(Object outline annotations)
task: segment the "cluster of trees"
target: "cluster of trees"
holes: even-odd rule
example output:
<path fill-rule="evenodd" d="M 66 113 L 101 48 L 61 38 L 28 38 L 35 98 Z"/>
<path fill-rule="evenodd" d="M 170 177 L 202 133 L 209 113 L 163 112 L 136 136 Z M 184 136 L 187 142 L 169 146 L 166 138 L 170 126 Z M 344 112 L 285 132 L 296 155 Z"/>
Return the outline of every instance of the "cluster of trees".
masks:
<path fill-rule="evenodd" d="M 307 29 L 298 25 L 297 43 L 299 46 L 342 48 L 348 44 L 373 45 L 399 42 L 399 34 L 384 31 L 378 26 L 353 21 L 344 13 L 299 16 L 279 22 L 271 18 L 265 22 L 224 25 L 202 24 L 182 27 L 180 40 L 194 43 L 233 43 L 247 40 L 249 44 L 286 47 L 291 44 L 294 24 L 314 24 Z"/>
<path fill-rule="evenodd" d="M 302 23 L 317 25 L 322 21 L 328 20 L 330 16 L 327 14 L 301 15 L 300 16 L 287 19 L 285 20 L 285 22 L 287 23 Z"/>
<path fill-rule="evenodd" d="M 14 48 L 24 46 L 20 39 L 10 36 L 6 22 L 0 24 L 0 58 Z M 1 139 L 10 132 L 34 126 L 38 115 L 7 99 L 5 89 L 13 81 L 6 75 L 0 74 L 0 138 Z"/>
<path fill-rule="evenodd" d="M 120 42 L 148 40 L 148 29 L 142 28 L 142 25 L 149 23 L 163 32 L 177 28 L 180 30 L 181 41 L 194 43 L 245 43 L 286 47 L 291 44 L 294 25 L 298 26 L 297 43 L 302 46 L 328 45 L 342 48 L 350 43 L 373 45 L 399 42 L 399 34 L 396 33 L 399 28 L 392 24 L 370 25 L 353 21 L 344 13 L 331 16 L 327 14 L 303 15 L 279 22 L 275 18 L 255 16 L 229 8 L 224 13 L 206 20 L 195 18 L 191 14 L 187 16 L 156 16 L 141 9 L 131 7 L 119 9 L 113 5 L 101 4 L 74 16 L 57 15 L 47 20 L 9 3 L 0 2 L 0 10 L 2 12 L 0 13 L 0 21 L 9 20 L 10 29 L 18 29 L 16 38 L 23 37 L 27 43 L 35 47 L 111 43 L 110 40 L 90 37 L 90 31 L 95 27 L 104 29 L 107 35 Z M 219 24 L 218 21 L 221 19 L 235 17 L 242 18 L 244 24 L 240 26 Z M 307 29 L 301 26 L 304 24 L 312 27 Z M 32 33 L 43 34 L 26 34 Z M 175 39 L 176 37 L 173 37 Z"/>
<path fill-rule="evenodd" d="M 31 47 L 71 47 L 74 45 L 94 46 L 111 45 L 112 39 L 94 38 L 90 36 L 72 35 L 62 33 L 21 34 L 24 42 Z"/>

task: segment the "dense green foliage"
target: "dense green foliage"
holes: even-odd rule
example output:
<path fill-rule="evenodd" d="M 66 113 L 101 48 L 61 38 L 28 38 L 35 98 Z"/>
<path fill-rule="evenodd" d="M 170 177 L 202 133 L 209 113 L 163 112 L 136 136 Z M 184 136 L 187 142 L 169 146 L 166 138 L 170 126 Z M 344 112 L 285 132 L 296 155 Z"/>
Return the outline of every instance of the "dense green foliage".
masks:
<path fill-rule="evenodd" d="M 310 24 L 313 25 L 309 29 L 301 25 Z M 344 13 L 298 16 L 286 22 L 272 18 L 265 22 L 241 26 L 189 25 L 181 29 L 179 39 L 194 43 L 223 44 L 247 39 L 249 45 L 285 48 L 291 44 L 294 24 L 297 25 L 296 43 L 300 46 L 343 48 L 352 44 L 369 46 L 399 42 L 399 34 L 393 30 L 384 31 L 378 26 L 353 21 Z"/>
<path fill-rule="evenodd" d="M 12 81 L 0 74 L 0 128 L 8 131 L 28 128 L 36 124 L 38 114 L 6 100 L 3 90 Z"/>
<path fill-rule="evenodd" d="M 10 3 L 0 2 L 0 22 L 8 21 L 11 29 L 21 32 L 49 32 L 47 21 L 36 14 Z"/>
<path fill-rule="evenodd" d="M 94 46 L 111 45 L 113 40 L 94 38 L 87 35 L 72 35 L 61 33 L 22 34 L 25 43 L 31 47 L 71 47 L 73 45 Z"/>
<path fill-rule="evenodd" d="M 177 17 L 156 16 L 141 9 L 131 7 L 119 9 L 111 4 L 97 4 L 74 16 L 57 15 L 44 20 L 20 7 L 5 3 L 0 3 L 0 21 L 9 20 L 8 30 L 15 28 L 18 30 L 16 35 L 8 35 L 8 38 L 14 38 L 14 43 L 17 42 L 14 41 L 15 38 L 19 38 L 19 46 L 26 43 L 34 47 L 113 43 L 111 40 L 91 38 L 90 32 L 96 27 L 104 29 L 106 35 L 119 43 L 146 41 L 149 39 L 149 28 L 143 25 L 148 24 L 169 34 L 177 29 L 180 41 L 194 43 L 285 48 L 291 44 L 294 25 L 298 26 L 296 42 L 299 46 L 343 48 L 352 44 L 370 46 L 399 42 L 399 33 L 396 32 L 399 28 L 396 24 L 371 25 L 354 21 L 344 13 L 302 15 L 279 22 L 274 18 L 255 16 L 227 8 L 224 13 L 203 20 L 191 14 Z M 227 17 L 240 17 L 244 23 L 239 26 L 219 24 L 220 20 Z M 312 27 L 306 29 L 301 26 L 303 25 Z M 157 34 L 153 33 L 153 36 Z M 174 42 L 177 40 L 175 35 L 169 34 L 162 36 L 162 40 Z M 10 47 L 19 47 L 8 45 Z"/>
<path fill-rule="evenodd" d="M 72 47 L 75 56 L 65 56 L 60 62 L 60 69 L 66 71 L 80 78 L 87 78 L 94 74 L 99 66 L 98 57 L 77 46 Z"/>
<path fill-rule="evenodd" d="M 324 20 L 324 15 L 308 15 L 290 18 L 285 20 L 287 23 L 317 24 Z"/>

BRIEF | Pull out every line above that contains the string "task". Case counts.

RESPONSE TO THIS EXERCISE |
task: segment the "cluster of trees"
task: segment the "dense green foliage"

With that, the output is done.